### ABOUT THIS EXERCISE
Among the entries below, which lines include the string "distant"? Show each one.

### DATA SHOWN
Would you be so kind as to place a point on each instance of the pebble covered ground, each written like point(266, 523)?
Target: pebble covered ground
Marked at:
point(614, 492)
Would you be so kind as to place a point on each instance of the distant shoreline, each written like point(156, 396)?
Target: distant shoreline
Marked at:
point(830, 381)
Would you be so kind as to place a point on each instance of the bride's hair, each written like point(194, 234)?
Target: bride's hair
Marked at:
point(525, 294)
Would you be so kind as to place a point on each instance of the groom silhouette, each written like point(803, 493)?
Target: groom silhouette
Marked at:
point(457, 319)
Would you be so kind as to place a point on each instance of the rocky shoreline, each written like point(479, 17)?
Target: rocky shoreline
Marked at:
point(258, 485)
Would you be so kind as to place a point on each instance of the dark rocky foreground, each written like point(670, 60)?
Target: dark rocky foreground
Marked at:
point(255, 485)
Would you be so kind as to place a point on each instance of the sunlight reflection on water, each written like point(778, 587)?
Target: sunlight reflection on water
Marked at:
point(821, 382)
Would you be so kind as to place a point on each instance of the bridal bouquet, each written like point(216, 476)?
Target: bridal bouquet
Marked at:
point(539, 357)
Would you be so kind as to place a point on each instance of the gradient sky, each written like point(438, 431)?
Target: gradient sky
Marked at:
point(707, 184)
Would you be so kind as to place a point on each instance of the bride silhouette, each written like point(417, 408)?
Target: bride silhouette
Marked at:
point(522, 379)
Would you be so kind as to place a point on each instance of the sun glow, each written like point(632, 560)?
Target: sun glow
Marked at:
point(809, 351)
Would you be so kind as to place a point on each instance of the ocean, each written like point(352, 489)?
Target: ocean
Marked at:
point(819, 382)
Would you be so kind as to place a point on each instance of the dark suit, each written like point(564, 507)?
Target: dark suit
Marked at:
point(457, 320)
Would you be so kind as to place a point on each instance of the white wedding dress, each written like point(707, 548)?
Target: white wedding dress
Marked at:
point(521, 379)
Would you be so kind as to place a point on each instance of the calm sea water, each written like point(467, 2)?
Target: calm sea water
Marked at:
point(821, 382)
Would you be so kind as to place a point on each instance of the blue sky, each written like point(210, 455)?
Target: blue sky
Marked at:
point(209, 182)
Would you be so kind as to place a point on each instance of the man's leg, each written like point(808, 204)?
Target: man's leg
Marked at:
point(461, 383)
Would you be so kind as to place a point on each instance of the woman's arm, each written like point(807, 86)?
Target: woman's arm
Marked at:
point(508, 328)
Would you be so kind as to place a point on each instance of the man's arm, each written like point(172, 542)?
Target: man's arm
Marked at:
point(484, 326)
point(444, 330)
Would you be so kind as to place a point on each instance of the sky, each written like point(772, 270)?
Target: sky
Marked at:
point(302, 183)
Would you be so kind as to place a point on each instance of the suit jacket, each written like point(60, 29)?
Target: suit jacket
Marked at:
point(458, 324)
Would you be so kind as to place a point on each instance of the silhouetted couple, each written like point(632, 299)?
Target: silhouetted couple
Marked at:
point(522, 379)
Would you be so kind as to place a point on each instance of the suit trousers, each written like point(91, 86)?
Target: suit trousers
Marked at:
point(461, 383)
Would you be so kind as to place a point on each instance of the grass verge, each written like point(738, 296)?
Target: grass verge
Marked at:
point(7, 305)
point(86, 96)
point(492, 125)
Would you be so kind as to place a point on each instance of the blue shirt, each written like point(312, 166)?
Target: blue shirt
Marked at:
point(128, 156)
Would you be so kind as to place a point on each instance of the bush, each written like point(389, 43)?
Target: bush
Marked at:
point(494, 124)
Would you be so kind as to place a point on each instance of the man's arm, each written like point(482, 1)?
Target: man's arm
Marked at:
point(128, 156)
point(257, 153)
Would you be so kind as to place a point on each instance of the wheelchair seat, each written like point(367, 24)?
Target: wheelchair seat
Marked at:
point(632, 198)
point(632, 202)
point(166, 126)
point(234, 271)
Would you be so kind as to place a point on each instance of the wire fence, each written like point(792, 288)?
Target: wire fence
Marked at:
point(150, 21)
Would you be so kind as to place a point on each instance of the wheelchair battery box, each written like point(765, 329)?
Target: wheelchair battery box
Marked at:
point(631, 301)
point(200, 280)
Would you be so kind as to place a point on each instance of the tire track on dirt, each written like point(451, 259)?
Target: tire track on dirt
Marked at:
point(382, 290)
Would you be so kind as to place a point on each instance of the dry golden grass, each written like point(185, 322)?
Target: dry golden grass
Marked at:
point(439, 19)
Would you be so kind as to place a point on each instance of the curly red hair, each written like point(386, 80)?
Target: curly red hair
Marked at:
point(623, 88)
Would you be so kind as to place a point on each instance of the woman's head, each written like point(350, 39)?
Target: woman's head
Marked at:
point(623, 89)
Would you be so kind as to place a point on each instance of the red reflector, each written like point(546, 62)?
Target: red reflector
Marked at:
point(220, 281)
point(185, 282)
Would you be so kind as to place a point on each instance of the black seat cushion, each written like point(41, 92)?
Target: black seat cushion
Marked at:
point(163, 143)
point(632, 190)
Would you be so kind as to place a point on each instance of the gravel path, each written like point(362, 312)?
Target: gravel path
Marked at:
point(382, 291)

### YOUR RESPONSE
Would you be so kind as to place a point on each instance of the distant shoreline, each written like point(156, 396)?
Target: distant shoreline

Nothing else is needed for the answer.